The WPA Federal Music Project is a Major Presence at WNYC

Label from a 16" WPA Federal Music Project Radio Division transcription disc

 

From the mid-1930s to early 1940s, the federal Works Progress Administration (WPA) distributed thousands of transcription discs to hundreds of radio stations around the United States, including WNYC.

The WPA sponsored many New York City-based music groups who performed regularly on WNYC during the Depression, including the WNYC Concert Orchestra, The Capitol Dance Orchestra, the Amsterdam String Ensemble, The Manhattan Chorus, The Municipal Dance Orchestra, the Morningside String Trio, the Waverly Brass Band, the Brooklyn Symphony Orchestra, Juanita Hall's Negro Melody Singers and the New York Civic Orchestra (whose 1939 recording of Tchaikovsky's elegy from his Serenade for Strings can be seen above).

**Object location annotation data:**
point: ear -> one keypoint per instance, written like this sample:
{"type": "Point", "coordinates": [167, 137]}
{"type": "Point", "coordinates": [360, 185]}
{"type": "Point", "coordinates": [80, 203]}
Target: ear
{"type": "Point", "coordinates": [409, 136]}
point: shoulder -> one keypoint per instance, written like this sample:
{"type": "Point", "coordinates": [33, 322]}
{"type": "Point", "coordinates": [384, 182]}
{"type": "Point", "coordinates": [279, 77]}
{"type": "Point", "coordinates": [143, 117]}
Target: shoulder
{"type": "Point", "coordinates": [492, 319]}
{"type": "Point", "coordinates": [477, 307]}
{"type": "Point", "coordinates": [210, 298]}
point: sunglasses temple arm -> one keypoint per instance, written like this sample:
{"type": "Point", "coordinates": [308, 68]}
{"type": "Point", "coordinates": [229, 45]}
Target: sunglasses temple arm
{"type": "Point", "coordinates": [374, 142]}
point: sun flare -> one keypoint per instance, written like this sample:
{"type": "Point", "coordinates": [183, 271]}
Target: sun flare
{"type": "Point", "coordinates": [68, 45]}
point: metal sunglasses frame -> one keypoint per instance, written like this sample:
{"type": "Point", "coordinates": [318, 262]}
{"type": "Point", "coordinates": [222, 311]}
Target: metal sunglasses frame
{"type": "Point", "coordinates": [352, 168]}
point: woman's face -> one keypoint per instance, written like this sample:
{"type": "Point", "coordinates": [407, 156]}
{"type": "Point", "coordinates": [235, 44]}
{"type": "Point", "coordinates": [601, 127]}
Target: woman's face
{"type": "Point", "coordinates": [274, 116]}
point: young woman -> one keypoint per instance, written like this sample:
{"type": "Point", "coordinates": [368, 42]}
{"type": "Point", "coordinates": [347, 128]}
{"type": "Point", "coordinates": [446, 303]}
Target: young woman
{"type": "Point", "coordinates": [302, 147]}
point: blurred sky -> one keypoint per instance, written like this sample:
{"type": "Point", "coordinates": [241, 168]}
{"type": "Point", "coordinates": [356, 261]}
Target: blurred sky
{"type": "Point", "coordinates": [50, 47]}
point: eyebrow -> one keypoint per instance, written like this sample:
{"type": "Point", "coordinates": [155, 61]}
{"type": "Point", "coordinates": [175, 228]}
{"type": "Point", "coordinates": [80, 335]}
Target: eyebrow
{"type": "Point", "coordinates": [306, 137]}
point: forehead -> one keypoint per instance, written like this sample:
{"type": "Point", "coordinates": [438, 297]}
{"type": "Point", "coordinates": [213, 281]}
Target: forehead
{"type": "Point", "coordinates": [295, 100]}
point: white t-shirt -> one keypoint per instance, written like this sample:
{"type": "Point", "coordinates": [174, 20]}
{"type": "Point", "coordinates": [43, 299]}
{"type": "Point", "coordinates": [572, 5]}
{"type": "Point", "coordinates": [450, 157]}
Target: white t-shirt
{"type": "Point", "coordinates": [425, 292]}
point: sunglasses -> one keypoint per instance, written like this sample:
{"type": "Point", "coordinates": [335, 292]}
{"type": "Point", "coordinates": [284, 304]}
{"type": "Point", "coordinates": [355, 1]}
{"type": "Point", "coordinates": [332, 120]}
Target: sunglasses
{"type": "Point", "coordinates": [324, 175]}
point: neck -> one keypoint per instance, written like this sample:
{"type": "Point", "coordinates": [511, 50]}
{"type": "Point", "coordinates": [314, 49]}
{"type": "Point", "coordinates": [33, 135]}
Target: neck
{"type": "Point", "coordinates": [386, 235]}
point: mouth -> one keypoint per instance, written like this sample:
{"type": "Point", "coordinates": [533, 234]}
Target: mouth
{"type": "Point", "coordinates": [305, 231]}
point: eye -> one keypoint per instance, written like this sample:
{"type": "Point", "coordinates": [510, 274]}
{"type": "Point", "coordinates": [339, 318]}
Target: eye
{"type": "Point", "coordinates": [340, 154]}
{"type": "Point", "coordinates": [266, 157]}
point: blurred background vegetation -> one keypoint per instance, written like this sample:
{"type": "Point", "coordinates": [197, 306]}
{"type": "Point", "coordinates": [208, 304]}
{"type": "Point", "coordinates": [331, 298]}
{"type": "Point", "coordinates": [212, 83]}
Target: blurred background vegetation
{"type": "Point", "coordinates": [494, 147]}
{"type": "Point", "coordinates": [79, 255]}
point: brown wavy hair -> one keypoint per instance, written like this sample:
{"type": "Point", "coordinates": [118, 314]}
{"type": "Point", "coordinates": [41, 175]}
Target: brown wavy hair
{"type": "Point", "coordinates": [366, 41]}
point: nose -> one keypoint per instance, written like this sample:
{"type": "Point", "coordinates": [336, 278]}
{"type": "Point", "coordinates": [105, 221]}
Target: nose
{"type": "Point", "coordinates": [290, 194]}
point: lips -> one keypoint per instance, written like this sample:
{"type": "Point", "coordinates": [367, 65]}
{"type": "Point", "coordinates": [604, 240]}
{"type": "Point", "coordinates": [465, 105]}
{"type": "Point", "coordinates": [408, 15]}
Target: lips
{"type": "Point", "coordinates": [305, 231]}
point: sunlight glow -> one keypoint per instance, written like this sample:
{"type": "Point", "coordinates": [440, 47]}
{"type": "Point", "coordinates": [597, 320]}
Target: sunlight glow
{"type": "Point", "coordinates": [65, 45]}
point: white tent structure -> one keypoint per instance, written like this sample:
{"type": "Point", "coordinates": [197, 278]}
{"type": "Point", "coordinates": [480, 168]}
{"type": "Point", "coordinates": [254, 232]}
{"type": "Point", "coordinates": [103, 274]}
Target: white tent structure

**Set exercise:** Please repeat the passage on the WPA Federal Music Project word for word, starting with "The WPA sponsored" and going on through "be seen above).". This data is separate material from the text.

**Final answer:**
The WPA sponsored many New York City-based music groups who performed regularly on WNYC during the Depression, including the WNYC Concert Orchestra, The Capitol Dance Orchestra, the Amsterdam String Ensemble, The Manhattan Chorus, The Municipal Dance Orchestra, the Morningside String Trio, the Waverly Brass Band, the Brooklyn Symphony Orchestra, Juanita Hall's Negro Melody Singers and the New York Civic Orchestra (whose 1939 recording of Tchaikovsky's elegy from his Serenade for Strings can be seen above).